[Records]
--- --- ---

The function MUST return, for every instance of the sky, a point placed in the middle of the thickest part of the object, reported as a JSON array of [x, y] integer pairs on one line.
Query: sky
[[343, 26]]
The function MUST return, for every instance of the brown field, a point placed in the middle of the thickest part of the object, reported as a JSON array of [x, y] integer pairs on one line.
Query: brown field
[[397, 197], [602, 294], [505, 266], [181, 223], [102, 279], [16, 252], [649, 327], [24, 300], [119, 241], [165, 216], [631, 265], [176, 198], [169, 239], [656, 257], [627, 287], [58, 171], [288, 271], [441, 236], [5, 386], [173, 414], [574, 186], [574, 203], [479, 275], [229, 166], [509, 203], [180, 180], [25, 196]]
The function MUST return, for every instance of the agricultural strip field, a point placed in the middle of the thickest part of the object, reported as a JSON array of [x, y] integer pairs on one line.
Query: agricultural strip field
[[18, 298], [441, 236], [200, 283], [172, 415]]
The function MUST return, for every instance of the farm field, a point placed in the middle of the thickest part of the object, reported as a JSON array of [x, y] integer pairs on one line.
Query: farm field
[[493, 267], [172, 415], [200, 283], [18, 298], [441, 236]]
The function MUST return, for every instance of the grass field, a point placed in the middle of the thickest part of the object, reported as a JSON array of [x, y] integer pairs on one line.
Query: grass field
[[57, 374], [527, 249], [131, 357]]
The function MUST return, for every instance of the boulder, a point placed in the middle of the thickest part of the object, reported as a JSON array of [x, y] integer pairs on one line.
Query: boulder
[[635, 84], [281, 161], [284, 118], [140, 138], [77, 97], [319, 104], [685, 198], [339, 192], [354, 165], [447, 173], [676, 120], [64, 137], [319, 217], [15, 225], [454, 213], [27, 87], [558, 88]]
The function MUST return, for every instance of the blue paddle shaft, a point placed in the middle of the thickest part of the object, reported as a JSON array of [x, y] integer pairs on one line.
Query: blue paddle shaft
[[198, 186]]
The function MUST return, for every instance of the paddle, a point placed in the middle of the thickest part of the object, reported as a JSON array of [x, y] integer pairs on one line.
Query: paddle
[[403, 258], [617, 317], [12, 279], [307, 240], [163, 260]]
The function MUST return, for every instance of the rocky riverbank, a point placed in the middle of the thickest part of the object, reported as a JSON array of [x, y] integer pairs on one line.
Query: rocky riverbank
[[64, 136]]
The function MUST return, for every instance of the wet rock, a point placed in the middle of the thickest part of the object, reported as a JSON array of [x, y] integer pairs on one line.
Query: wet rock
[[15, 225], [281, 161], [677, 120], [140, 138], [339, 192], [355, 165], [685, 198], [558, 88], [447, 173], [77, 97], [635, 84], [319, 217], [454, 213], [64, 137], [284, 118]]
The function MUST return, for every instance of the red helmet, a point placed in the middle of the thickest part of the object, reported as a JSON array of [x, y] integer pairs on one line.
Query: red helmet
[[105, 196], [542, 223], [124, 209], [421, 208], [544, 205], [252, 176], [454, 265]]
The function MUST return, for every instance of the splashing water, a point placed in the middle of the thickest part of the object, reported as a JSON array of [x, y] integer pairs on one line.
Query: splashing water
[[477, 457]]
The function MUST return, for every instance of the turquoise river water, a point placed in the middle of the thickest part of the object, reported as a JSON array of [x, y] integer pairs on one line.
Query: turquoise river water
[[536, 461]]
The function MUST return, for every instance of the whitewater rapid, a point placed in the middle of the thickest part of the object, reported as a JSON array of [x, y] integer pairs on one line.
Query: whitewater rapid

--- --- ---

Reproduce word for word every line of the entries from the line that contains "The function MUST return, for every instance of the splashing" through the final line of the entries, including both of these lines.

The function MUST return, for every instance of the splashing water, a point placed in the middle of the thickest part of the object, reported as a JSON array of [x, y] integer pairs on one line.
Query: splashing water
[[477, 457]]
The function MUST return, for every instance of the turquoise river water, a point placed in the middle of the thickest part of the object, reported as a JSON array of [x, y] integer pairs on one line.
Query: turquoise river water
[[536, 461]]
The function MUST return, for every instance of the whitewater rapid, a point placed in the middle of the thickest part of the object, reported as a JSON array of [x, y] integer pairs on one line.
Query: whitewater rapid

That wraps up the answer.